» To-do list
1. In the Sunshine Coast property article below, what jobs growth figure was recorded in the year to June 2018?
2. In the Sunshine Coast property article below, rewrite the paragraph that begins "The Sunshine Coast property market is continuing" as a short bulleted list that keeps its main facts.

» Document excerpt
The Sunshine Coast property market continues to run its own race, defying the trends seen in the southern states and the Queensland capital.
My Weekly Preview Article | by Roxanne McCarty-O’Kane | 8 November 2018
The Sunshine Coast property market is continuing to flex its muscles despite reports the major Sydney and Melbourne markets are beginning to stagnate. In fact, multiple reports have highlighted the region as the jewel in the state property crown, having outperformed almost every market in southeast Queensland in the past 12 months.
This alone will give peace of mind to those second-guessing their future as homeowners and investors, but when you also consider a number of renowned property experts are firmly backing the Sunshine Coast as the market to watch, it is easy to have confidence that the region will continue to ride on the property upcycle trajectory. Place Projects property commentator Syd Walker says population growth, the strength of tourism and the economy and the continued property demand versus supply imbalance have created the perfect conditions for the thriving property market.
“The rate of [population] growth on the Sunshine Coast is more than most developed countries and one of the fastest rates in the country,” he says.
“This strong population growth in the area has seen demand for property outstrip supply during recent years with new developments recording strong sales volumes and established properties consistently being sold at higher prices than they were purchased for.
“Tourism growth to the Sunshine Coast has remained fairly steady with over 12 million visitor nights last year. This has helped the economy enjoy strong jobs growth during recent years. In the year to June 2018 jobs growth was recorded at 7.1 per cent.
There are at least 12 major infrastructure projects planned for the area over the coming years with many additional minor projects also planned.

» Data segment
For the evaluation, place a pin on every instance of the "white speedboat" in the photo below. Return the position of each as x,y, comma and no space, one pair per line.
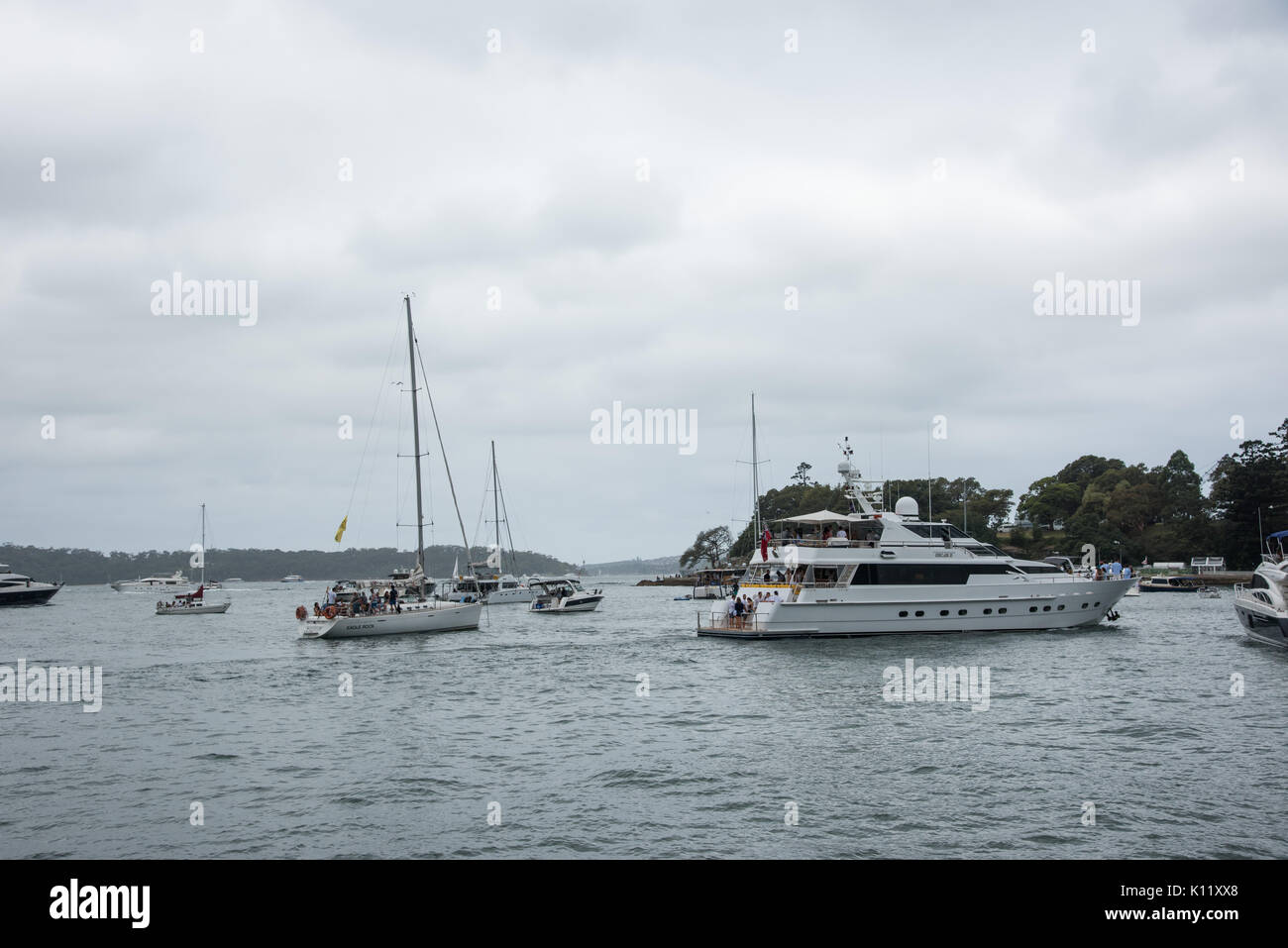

» Complete answers
1. 7.1 per cent.

2.
- The Sunshine Coast property market remains strong despite reports that the Sydney and Melbourne markets are starting to stagnate.
- Multiple reports call the region the jewel in the state property crown.
- Over the past 12 months, it has outperformed almost every other market in southeast Queensland.